CONSIGNE -
Mettez à jour le passage du texte sur l'analyse de pratiques filmées qui commence aux mots « Constituer un collectif » et se termine après « ses effets pédagogiques. », en remplaçant « pourvoyeurs de solutions » par « fournisseurs de réponses ».

PAGE -
En décembre 2014, une collègue d’allemand néo-titulaire se porte volontaire. Elle est filmée, avec une tablette positionnée au fond de la salle, devant une classe de 5e difficile. Ensuite, nous  réalisons un séquençage pour en faire des vidéos courtes plus exploitables. Par la suite, nous proposons à la collègue de réaliser une auto-confrontation simple où l’objectif n’est pas de juger mais d’analyser. Afin de préserver la spontanéité de ses réactions, l’enseignante n’avait pas vu les séquences. Après un temps d’échange sur sa pratique, l’enseignante a choisi trois séquences pour les partager avec le reste du groupe. La séance collective filmée a eu lieu en janvier 2015. Nous avons projeté les vidéos après un temps de contextualisation de sa séance par l’enseignante. Les échanges entre pairs ont été constructifs et bienveillants d’autant que l’enseignante avait déjà expérimenté certaines pratiques pour nourrir l’analyse.

Constituer un collectif d’enseignants

Nous avons observé que notre rôle avait changé : nous n’étions plus les pourvoyeurs de solutions mais des collègues qui organisent les échanges. Nous avons toutefois regretté de ne pas avoir pris le temps d’échanger avec notre collègue sur son ressenti, car il nous semble essentiel d’accompagner les collègues le plus longtemps possible. Il nous est aujourd’hui difficile de mesurer l’impact de ces séances sur la pratique ou le bien être de nos collègues. Ceux qui adhèrent, une quinzaine,  semblent motivés, ils nous demandent d’autres séances similaires et nous ont parfois expliqué que cela nourrissait leur réflexion quotidienne. Cependant, nous n’avons aucun recul, nous travaillons actuellement à la mise en place d’un protocole de recueil des données pour évaluer l’impact du DAANE et ses effets pédagogiques.

DONNÉES FOURNIES -

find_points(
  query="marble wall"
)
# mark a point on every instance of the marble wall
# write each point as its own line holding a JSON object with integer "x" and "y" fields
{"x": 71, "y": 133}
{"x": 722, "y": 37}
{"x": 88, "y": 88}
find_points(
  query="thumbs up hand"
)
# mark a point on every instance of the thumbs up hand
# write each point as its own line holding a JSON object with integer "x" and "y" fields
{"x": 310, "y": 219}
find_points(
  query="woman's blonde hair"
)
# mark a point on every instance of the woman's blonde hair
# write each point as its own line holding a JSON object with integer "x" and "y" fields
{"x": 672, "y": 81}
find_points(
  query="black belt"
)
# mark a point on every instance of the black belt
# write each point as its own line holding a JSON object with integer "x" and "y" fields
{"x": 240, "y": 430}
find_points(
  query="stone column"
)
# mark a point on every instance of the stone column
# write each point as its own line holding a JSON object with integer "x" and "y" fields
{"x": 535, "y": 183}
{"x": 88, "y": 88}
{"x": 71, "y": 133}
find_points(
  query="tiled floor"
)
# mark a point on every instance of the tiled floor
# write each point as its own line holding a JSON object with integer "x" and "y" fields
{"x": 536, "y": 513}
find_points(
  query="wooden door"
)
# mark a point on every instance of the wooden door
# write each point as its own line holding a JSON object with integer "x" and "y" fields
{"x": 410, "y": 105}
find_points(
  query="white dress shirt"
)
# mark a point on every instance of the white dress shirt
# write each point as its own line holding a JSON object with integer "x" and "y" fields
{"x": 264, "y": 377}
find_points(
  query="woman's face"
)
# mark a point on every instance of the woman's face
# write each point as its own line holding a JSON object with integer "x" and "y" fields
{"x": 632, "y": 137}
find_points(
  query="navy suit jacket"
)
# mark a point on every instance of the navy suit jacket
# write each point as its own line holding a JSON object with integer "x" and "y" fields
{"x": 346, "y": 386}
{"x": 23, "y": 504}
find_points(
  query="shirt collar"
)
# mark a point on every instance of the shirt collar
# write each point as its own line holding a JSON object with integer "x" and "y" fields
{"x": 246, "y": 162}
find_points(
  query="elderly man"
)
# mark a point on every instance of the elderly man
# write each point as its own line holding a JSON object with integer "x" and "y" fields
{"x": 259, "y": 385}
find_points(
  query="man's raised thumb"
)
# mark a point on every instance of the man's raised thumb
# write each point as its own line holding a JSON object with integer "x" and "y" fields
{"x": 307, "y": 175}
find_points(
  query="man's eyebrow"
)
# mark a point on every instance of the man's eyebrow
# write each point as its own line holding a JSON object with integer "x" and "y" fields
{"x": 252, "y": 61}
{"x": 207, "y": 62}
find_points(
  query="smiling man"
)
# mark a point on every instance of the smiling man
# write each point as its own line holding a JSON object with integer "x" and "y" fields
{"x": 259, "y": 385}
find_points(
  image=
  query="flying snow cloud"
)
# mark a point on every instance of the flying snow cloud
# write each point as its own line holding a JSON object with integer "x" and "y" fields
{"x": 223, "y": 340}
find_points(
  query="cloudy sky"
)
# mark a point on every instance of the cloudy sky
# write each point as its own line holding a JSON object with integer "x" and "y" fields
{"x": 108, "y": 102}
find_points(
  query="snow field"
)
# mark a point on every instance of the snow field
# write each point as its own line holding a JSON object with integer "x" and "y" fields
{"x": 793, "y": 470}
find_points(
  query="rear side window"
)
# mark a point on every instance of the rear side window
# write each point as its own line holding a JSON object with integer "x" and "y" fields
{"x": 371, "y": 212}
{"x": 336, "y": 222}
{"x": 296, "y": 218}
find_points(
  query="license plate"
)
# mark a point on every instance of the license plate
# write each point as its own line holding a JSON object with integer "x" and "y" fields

RÉPONSE -
Constituer un collectif d’enseignants

Nous avons observé que notre rôle avait changé : nous n’étions plus les fournisseurs de réponses mais des collègues qui organisent les échanges. Nous avons toutefois regretté de ne pas avoir pris le temps d’échanger avec notre collègue sur son ressenti, car il nous semble essentiel d’accompagner les collègues le plus longtemps possible. Il nous est aujourd’hui difficile de mesurer l’impact de ces séances sur la pratique ou le bien être de nos collègues. Ceux qui adhèrent, une quinzaine,  semblent motivés, ils nous demandent d’autres séances similaires et nous ont parfois expliqué que cela nourrissait leur réflexion quotidienne. Cependant, nous n’avons aucun recul, nous travaillons actuellement à la mise en place d’un protocole de recueil des données pour évaluer l’impact du DAANE et ses effets pédagogiques.